◆ **Aim**: Swap "keypoint" for "target point" everywhere it occurs in the rows below, and leave every other character unchanged.

** BEGIN Data lines **

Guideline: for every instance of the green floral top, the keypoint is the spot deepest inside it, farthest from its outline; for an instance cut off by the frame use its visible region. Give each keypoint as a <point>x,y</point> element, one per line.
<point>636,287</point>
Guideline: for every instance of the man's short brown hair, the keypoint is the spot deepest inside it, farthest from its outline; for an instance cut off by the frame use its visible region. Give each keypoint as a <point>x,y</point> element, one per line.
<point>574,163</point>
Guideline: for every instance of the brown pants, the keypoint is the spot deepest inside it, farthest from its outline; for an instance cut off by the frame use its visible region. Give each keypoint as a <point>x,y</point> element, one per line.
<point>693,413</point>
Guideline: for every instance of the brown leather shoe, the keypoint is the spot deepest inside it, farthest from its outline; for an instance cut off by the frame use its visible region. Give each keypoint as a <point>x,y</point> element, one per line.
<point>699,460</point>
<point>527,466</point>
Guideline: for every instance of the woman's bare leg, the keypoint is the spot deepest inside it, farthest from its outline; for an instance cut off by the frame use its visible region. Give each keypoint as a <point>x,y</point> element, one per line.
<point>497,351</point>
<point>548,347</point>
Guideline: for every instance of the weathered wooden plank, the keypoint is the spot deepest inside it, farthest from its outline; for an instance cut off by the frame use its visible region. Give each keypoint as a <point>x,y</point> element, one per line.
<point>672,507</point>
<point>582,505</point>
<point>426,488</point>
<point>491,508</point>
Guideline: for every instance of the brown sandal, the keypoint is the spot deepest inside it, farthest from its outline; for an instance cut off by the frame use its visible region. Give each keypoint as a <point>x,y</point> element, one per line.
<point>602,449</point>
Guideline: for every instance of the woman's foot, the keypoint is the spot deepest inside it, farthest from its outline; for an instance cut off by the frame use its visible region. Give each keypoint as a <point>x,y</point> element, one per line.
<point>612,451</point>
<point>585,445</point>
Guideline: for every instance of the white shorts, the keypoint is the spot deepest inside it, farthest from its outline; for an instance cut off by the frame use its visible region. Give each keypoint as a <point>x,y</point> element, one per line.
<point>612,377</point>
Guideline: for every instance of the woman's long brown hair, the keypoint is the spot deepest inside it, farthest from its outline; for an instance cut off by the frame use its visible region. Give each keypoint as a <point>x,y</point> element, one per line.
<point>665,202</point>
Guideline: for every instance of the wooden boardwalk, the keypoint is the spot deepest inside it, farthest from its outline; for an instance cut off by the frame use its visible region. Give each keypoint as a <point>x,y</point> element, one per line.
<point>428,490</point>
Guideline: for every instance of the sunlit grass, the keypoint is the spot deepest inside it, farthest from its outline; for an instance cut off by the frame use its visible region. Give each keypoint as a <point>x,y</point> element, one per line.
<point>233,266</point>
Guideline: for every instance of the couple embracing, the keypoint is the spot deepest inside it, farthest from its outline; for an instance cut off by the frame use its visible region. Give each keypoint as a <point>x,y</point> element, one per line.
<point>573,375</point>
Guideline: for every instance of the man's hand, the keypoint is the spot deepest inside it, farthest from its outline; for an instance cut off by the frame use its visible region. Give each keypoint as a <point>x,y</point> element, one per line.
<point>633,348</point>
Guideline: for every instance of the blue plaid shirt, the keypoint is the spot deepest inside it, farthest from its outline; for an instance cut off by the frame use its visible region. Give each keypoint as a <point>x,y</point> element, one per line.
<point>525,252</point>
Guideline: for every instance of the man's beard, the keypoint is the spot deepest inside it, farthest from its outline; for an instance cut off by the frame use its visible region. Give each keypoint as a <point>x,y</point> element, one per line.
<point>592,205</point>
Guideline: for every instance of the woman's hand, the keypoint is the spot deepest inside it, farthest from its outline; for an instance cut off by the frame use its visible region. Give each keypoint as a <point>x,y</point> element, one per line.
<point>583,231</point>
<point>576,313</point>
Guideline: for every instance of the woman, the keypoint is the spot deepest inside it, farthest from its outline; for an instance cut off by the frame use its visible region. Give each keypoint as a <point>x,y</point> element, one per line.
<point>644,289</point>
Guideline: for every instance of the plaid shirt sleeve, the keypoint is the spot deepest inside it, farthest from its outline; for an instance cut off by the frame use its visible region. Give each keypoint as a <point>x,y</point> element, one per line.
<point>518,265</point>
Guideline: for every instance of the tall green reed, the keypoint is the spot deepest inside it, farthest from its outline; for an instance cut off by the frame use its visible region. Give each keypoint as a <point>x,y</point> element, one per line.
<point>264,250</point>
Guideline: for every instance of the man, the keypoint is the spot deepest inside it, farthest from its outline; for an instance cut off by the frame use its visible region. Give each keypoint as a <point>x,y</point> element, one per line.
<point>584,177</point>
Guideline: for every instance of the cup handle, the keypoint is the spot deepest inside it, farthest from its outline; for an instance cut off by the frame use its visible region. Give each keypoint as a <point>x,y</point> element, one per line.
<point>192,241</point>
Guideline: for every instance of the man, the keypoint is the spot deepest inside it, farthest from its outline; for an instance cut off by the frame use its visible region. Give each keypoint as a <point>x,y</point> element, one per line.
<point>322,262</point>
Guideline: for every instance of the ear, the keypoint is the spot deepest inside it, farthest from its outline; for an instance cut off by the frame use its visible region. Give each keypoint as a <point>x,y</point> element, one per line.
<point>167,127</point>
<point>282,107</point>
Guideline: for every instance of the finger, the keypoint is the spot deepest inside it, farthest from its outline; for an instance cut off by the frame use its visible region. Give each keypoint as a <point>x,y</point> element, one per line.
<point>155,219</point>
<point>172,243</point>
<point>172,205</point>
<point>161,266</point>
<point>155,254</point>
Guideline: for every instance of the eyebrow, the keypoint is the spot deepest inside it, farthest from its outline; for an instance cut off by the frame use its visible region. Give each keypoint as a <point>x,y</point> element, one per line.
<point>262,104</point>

** END Data lines **

◆ **Solved problem**:
Guideline: for every instance of the green floral top, the target point is the spot deepest inside it, farthest from its outline; for an instance cut off by the frame use its visible region. Give each target point as a <point>x,y</point> element, one per line.
<point>636,287</point>
Guideline: for every instance of the man's short brown hair, the target point is the spot deepest inside it, farthest from its outline; for an instance cut off by the frame use its visible region. Give each target point as a <point>x,y</point> element, one per line.
<point>574,163</point>
Guideline: for every instance of the brown pants, the target point is the spot deepest inside it, farthest from its outline; for an instance cut off by the frame use its visible region. Give each target point as a <point>x,y</point> element, one per line.
<point>693,413</point>
Guideline: for every instance of the brown leather shoe, the target point is the spot deepest inside it, farthest from its outline; for an instance cut off by the frame use its visible region. Give each target point as a <point>x,y</point> element, one per line.
<point>699,460</point>
<point>527,466</point>
Guideline: for every instance of the woman's bare leg, the target point is the spot deepest inside it, farthest from its outline; for an instance cut off by the frame use its visible region. Give each target point as a <point>x,y</point> element, one per line.
<point>497,351</point>
<point>548,347</point>
Guideline: for every instance of the weathered wooden plank, the target point is the spot deepest inside it, farthest from its outline; for an instance cut off by the frame use its visible region. Give each target point as a <point>x,y</point> element, one per line.
<point>672,507</point>
<point>582,505</point>
<point>426,488</point>
<point>491,508</point>
Guideline: for every instance of the brown sandal, the target point is the spot deepest inside it, farthest from its outline; for an instance cut off by the frame use its visible region. Give each target point as a <point>x,y</point> element, one per line.
<point>602,449</point>
Guideline: for every instance of the woman's foot, the target point is the spot deepest inside it, farthest from its outline; for an instance cut off by the frame use its visible region. Give each target point as a <point>x,y</point> element, one per line.
<point>612,451</point>
<point>585,445</point>
Guideline: for every instance of the white shorts, the target point is the spot deepest inside it, farthest from its outline; for an instance cut off by the frame use its visible region. Give each target point as a <point>x,y</point> element, one per line.
<point>612,377</point>
Guideline: for every instance of the woman's long brown hair, the target point is the spot deepest inside it, farthest from its outline; for an instance cut off by the frame use its visible region. Give each target point as a <point>x,y</point> element, one per line.
<point>665,202</point>
Guideline: for every instance of the wooden boardwalk, the target point is the spot deepest inside it, farthest from its outline; for an instance cut off by the frame use its visible region. Give each target point as a <point>x,y</point> element, one per line.
<point>428,490</point>
Guideline: for every instance of the sunlit grass, the target point is the spot deepest inside it, farthest from its outline; for an instance cut off by the frame use its visible region. Give each target point as a <point>x,y</point> element, one per line.
<point>233,266</point>
Guideline: for every instance of the couple embracing, the target point is the spot deepest inside it, farthest from its outline; for an instance cut off by the frame use its visible region. Give each target point as a <point>x,y</point> element, one per line.
<point>573,375</point>
Guideline: for every instance of the man's hand, the target point is the spot deepest inside it, farthest from its outline; for an instance cut off by the frame use its visible region. Give each target point as a <point>x,y</point> element, one per line.
<point>633,348</point>
Guideline: for every instance of the blue plaid shirt, the target point is the spot deepest inside it, farthest from its outline; for an instance cut off by the frame use its visible region. Give each target point as a <point>x,y</point> element, one per line.
<point>525,252</point>
Guideline: for every instance of the man's beard, the target point is the spot deepest inside it, farthest from its outline; for an instance cut off by the frame use its visible region. Give each target point as a <point>x,y</point> element, one per line.
<point>592,205</point>
Guideline: for every instance of the woman's hand, the target point is the spot deepest inside it, farthest from its outline; for an instance cut off by the frame use its visible region. Give each target point as a <point>x,y</point> element, one per line.
<point>583,231</point>
<point>576,313</point>
Guideline: for every instance of the woman, the target point is the spot deepest inside it, farthest from its outline; for an instance cut off by the frame use its visible region. Give each target point as a <point>x,y</point> element, one per line.
<point>644,289</point>
Guideline: for every instance of the plaid shirt sleeve, the target point is the spot deepest inside it, farthest from its outline; for an instance cut off by the frame use its visible region. Give each target point as a <point>x,y</point> element, one per line.
<point>518,265</point>
Guideline: for every instance of the tall green reed, the target point is the spot deepest inside it, farthest from its outline; for an instance cut off by the frame use its visible region. Give each target point as a <point>x,y</point> element, one per line.
<point>264,250</point>
Guideline: for every instance of the man, the target point is the spot deepest inside it, farthest from its outline; for an instance cut off by the frame use its visible region. Give each target point as a <point>x,y</point> element, one per line.
<point>584,177</point>
Guideline: for every instance of the cup handle, the target point is the spot deepest inside it, farthest from its outline; for an instance cut off by the frame use its visible region. Give each target point as a <point>x,y</point> element, one per line.
<point>192,241</point>
Guideline: for every instance of the man, the target point is the spot deepest inside it, farthest from its outline; for an instance cut off by the frame use its visible region. Give each target point as a <point>x,y</point> element, one per line.
<point>322,262</point>
Guideline: for every instance of the ear, the target point is the spot deepest inside it, farthest from its outline; for an instance cut off by the frame use its visible region. Give each target point as a <point>x,y</point> element, one per line.
<point>167,127</point>
<point>282,107</point>
Guideline: for every instance of the finger, the target point is the spot deepest inside it, farthest from its outline; for an instance cut off by the frame use its visible region. Give each target point as a <point>x,y</point> element, one per line.
<point>155,219</point>
<point>172,243</point>
<point>172,205</point>
<point>161,266</point>
<point>155,254</point>
Guideline: for every instance of the eyebrow, the target point is the spot deepest inside it, farthest from its outline; for an instance cut off by the frame use its visible region. Give each target point as a <point>x,y</point> element, one per line.
<point>262,104</point>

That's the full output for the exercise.